-- START OF Provided passage --

At 7/04/2006 12:37:00 PM , Blogger Alex Makarski said...

A truly great article.

Here's an observation from the sales side.

I notice my sales meetings are a lot more effective -- and efficient -- when done over the phone.

This way I maintain the control of the meeting. "They" can't be distracted by phone calls or visitor -- they ARE on the phone!

"They" don't click away from the part of software I am showing them -- because they had to rely on my instructions for the next step.

"They" feel they have the control because they are alone in their office and they click the mouse (and I tell them where to click).

I've used the same presentation script using:
- face to face meeting
- virtual meetings (using GoToMeeting or other similar tools)
- phone only (would be in front of their computer test-driving the application using the trial account I have set up for them).

My conclusion:
- my phone-only meetings produce better results faster. The phone-only method outperformes any other by a huge margin.

This is very counter-intuitive, yet my numbers speak very clearly.

 
At 7/07/2006 09:11:00 PM , Blogger Deb said...

Hmmm. I think of a meeting AS face-to-face communication. Then again, my meetings are not talking-head or rubber-stamp events. They are working sessions, and people tend to enjoy them (once they recover from the hard work! :-) Only contributors are invited - I've had extra people invite themselves, and eventually people feel free to uninvite themselves if they don't feel it's valuable enough.

-- END OF Provided passage --

Exercises:
A - In the comment thread, which meeting method does Alex Makarski say produces better results faster?
B - Copy the part of the comment thread from "I notice my" up to and including "other similar tools)".

-- START OF Provided material --

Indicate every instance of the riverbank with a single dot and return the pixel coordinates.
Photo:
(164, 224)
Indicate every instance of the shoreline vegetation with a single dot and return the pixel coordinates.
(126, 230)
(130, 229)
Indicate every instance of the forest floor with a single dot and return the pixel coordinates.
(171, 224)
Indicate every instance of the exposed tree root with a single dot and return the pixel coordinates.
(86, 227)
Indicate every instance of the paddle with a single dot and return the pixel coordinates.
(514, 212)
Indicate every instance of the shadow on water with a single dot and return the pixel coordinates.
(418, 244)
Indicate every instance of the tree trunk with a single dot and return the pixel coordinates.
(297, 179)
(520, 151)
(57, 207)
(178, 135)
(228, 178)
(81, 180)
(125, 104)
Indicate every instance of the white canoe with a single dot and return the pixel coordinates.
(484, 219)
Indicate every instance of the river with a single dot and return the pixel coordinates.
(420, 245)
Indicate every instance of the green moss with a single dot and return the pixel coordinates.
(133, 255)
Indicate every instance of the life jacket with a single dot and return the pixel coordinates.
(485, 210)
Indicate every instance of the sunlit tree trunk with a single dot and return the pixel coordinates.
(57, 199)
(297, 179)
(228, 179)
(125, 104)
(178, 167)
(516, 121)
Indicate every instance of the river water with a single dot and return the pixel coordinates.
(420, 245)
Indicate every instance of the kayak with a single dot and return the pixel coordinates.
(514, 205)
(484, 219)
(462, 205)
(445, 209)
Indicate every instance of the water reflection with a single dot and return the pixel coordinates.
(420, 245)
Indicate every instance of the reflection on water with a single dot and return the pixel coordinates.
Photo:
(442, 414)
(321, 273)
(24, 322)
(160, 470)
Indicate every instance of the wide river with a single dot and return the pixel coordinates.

-- END OF Provided material --

Outputs in order:
A - Phone-only meetings.

B -
I notice my sales meetings are a lot more effective -- and efficient -- when done over the phone.

This way I maintain the control of the meeting. "They" can't be distracted by phone calls or visitor -- they ARE on the phone!

"They" don't click away from the part of software I am showing them -- because they had to rely on my instructions for the next step.

"They" feel they have the control because they are alone in their office and they click the mouse (and I tell them where to click).

I've used the same presentation script using:
- face to face meeting
- virtual meetings (using GoToMeeting or other similar tools)